Precise copying is required. Return the data below in full.

Records from a dataset
+===+

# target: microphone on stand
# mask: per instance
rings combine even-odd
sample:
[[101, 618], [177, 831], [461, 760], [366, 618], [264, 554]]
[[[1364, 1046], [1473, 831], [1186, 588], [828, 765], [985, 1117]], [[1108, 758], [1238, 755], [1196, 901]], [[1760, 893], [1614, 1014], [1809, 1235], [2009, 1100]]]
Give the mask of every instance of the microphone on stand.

+===+

*PROBLEM SOLUTION:*
# target: microphone on stand
# mask: per instance
rings combine even-odd
sample:
[[101, 618], [177, 831], [461, 760], [366, 618], [264, 554]]
[[[1364, 1046], [1473, 831], [1186, 588], [828, 765], [985, 1117]], [[1108, 758], [1238, 755], [1196, 901]], [[1760, 893], [1614, 1014], [1809, 1235], [2009, 1100]]]
Give the mask of every instance of the microphone on stand.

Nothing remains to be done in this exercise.